- WORK TO BE COMPLETED: Among the entries below, please repeat exactly and only the lines from the line containing "the dark cloud" to the line containing "the dark field", both lines included.
-.-.-
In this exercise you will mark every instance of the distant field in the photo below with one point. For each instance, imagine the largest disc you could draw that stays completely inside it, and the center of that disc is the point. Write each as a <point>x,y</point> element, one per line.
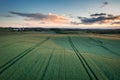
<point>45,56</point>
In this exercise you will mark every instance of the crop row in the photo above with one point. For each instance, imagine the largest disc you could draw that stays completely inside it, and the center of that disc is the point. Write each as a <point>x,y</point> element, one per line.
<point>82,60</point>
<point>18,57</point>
-.-.-
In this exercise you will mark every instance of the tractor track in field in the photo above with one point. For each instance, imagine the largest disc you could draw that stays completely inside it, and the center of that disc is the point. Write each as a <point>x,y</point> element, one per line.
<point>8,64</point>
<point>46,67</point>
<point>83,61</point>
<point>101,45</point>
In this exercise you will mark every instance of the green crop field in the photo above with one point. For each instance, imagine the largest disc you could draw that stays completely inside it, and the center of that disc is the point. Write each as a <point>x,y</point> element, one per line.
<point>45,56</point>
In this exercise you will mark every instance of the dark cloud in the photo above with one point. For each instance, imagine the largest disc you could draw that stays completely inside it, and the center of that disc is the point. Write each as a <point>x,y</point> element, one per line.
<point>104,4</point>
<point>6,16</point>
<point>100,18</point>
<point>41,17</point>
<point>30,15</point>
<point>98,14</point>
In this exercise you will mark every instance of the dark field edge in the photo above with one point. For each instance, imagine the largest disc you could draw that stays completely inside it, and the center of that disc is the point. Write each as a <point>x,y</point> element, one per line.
-.-.-
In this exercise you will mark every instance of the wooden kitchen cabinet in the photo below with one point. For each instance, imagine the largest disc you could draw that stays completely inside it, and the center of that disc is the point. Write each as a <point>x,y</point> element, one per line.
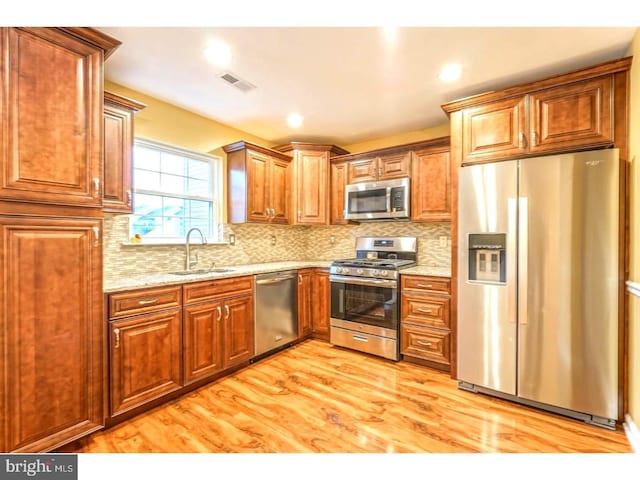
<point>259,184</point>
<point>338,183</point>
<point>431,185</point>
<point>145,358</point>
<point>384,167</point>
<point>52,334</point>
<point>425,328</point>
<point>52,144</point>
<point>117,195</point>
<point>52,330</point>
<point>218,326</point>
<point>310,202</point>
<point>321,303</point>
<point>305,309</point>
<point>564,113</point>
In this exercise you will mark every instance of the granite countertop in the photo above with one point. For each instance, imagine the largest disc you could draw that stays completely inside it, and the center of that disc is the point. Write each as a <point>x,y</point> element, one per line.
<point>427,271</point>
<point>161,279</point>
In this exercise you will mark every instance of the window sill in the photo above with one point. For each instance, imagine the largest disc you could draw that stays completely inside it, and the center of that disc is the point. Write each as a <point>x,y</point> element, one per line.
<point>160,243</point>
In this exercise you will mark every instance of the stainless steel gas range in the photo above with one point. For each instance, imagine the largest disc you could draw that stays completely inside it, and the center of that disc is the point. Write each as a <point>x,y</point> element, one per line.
-.-.-
- REPLY:
In this exercise you will mark every instance of the dark cloud in the photo above with one point. For each instance, imagine the largest disc you could draw that stays completely inside it, and the center of that disc is the point. Write each as a <point>x,y</point> element, one per line.
<point>104,4</point>
<point>6,16</point>
<point>100,18</point>
<point>41,17</point>
<point>30,15</point>
<point>98,14</point>
In this exercise you will mark every instance of the dark field edge in the photo above with one point. For each instance, imagine the largest disc you could draw that stays completely inside it, and the center of that disc is the point. Write each as a <point>x,y</point> element, one per line.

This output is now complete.